ZU LESENDER AUSZUG.
========

Das Unternehmen geht zurück auf eine vom Darmstädter Mechanikus und späteren Münzmeister Hektor Rößler um 1807 eröffnete Werkstätte. Rößler entwickelte dort verbesserte Theodolite, die für die hessische Landesvermessung, beginnend mit der Darmstädter Basis, ab 1808 zum Einsatz kamen.[1] Weiterhin entwarf er nach einem französischen Vorbild die erste Dampfmaschine im Großherzogtum Hessen, die ab 1830 die Maschinen der am Mathildenplatz neu erbauten Darmstädter Münze antrieb. Rößler musste seine Werkstätte 1832 schließen, nachdem er zum Münzrat ernannt worden war.
Sein früherer Werkmeister Johann Ludwig Buschbaum richtete auf dem Gelände der früheren Rößlerschen Werkstatt an der Frankfurter Chaussee 1837 eine Maschinenfabrik ein, die er mit einem oder mehreren Kompagnons als Buschbaum & Comp. betrieb. Das Unternehmen stellte zunächst vorrangig Münzprägemaschinen her, u. a. für die aufgrund des Münchner Münzvertrags von 1837 neu aufgebaute Frankfurter Münze. Mit dem beginnenden Eisenbahnbau lieferte das Unternehmen Dampfmaschinen und spezielle Werkzeugmaschinen für die Werkstätten mehrerer Eisenbahnunternehmen. Den Bedarf an Eisenguss befriedigte das Unternehmen durch drei eigene Kupolöfen. Aus dieser Eisengießerei erhalten sind die Wendeltreppe der Bibliothek von Schloss Herrnsheim bei Worms, zwei Eisenbrücken im dortigen Schlosspark sowie die eisernen Flügeltore des Darmstädter Residenzschlosses hin zum Marktplatz und zur Rheinstraße.[2][3]
1844 schied Buschbaum aus dem Unternehmen aus, das sich nunmehr Maschinenfabrik und Eisengießerei Darmstadt nannte, mit dem Ingenieur August Wernher als technischem und Rößlers Bruder Friedrich als kaufmännischem Leiter. 1854 nahm das Unternehmen an der Münchener Industrieausstellung teil und erhielt für seine Münzprägemaschine eine belobende Erwähnung. Inzwischen war Hektor Rößler Eigentümer des Unternehmens geworden. 1856/57 verkaufte der nunmehr 77-jährige Rößler, dessen Nachkommen die Maschinenfabrik nicht übernehmen wollten, das Unternehmen für 50.000 Gulden an die in Darmstadt ansässige Bank für Handel und Industrie.

========

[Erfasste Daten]

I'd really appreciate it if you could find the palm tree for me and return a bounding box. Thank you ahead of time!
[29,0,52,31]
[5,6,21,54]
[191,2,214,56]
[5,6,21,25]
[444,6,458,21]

========

GESTELLTE AUFGABE A. Prüfen Sie, ob die folgenden Aussagen mit dem Textauszug zur Darmstädter Maschinenfabrik übereinstimmen: (i) Hektor Rößler eröffnete seine Werkstätte um 1807. (ii) Johann Ludwig Buschbaum richtete die Maschinenfabrik im Jahr 1844 ein. (iii) Die Bank für Handel und Industrie erwarb das Unternehmen für 50.000 Gulden. Antworten Sie jeweils mit Ja oder Nein und zitieren Sie die entscheidenden Worte des Textauszugs wörtlich.
GESTELLTE AUFGABE B. Geben Sie aus dem Textauszug zur Darmstädter Maschinenfabrik den Abschnitt wörtlich wieder, der mit "Das Unternehmen geht" beginnt und mit "ernannt worden war." endet.

LÖSUNG DER AUFGABE A.
(i) Ja: „vom Darmstädter Mechanikus und späteren Münzmeister Hektor Rößler um 1807 eröffnete Werkstätte“
(ii) Nein: „richtete auf dem Gelände der früheren Rößlerschen Werkstatt an der Frankfurter Chaussee 1837 eine Maschinenfabrik ein“
(iii) Ja: „verkaufte der nunmehr 77-jährige Rößler, dessen Nachkommen die Maschinenfabrik nicht übernehmen wollten, das Unternehmen für 50.000 Gulden an die in Darmstadt ansässige Bank für Handel und Industrie“

LÖSUNG DER AUFGABE B.
Das Unternehmen geht zurück auf eine vom Darmstädter Mechanikus und späteren Münzmeister Hektor Rößler um 1807 eröffnete Werkstätte. Rößler entwickelte dort verbesserte Theodolite, die für die hessische Landesvermessung, beginnend mit der Darmstädter Basis, ab 1808 zum Einsatz kamen.[1] Weiterhin entwarf er nach einem französischen Vorbild die erste Dampfmaschine im Großherzogtum Hessen, die ab 1830 die Maschinen der am Mathildenplatz neu erbauten Darmstädter Münze antrieb. Rößler musste seine Werkstätte 1832 schließen, nachdem er zum Münzrat ernannt worden war.